##### Dataset entries

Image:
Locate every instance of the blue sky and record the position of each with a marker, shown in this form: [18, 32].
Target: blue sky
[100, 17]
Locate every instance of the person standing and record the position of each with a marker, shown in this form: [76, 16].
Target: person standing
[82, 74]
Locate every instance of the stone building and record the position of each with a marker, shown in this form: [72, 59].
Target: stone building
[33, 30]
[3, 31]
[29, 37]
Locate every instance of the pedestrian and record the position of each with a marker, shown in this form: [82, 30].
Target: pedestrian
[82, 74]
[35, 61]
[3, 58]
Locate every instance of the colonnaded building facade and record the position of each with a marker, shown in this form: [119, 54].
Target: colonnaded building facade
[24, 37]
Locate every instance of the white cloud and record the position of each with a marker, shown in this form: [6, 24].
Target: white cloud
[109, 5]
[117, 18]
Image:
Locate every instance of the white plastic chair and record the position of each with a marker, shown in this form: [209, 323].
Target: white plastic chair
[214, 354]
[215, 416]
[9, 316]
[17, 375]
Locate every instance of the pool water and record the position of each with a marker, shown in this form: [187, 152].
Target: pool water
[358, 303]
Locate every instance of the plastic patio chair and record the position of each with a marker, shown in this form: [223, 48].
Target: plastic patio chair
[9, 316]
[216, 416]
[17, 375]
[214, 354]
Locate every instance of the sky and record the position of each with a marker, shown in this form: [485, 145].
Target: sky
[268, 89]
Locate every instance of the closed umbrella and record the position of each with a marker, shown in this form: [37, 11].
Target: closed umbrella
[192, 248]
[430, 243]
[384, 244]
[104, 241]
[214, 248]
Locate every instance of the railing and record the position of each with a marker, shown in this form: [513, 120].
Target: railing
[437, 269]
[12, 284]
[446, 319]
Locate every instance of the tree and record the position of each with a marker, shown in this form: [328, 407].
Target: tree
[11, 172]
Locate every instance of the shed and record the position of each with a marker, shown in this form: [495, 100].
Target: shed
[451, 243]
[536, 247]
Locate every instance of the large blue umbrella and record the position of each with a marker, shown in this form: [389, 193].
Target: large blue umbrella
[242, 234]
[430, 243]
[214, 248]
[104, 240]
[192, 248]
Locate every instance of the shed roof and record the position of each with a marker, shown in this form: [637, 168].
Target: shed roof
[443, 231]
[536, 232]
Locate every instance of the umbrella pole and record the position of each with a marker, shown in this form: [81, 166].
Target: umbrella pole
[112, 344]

##########

## Task instructions
Reproduce the full set of records precisely.

## Solution
Image:
Locate every instance of the blue sky and record the position of each with a marker, shown in this form: [18, 32].
Target: blue sky
[100, 17]
Locate every instance of the person standing and record the position of each with a marker, shown in this form: [76, 16].
Target: person standing
[82, 74]
Locate every instance of the stone building and record the position of each with a marker, shown in this form: [72, 59].
Target: stone building
[33, 30]
[3, 31]
[29, 37]
Locate every instance of the pedestrian and record the position of each with a marker, shown in this form: [82, 30].
Target: pedestrian
[82, 74]
[35, 61]
[3, 58]
Locate every instance of the colonnaded building facade and record the position of each with a marker, shown in this form: [119, 54].
Target: colonnaded building facade
[24, 37]
Locate every instance of the white cloud and record the position of each with a marker, shown in this form: [6, 24].
Target: white cloud
[109, 5]
[117, 18]
Image:
Locate every instance of the white plastic chair and record the position of each with a marker, shown in this form: [209, 323].
Target: white plastic chair
[214, 354]
[215, 416]
[9, 316]
[17, 375]
Locate every instance of the pool water and record the position of each with a marker, shown in this form: [187, 152].
Target: pool water
[358, 303]
Locate every instance of the plastic patio chair and record the position of each with a marker, shown in this form: [223, 48].
Target: plastic patio chair
[9, 316]
[216, 416]
[17, 375]
[214, 354]
Locate every instance of the sky and record the position of each with a marker, shown in this form: [485, 145].
Target: sky
[268, 89]
Locate every instance of the closed umbrella and record the position of each with a marker, shown in this form: [37, 11].
Target: closed umbrella
[192, 248]
[430, 243]
[384, 244]
[104, 241]
[214, 248]
Locate every instance of the railing and record the position of each with a marker, shown in this form: [513, 120].
Target: railing
[437, 269]
[12, 284]
[446, 319]
Locate every instance of the tree and record the position of each with a marker, shown in this form: [328, 407].
Target: tree
[11, 172]
Locate every instance of the shed and record the position of each with a marker, shown in this form: [495, 100].
Target: shed
[451, 243]
[536, 247]
Locate every instance of the large blue umbrella and record the position of each with a marker, shown in this form: [389, 193].
Target: large blue umbrella
[242, 234]
[430, 243]
[214, 248]
[104, 240]
[192, 248]
Locate every instance of the shed roof and record the position of each with a marker, shown in this form: [637, 168].
Target: shed roof
[443, 231]
[536, 232]
Locate every instance of the umbrella pole and record the position of each with a marker, shown in this form: [81, 166].
Target: umbrella pole
[112, 344]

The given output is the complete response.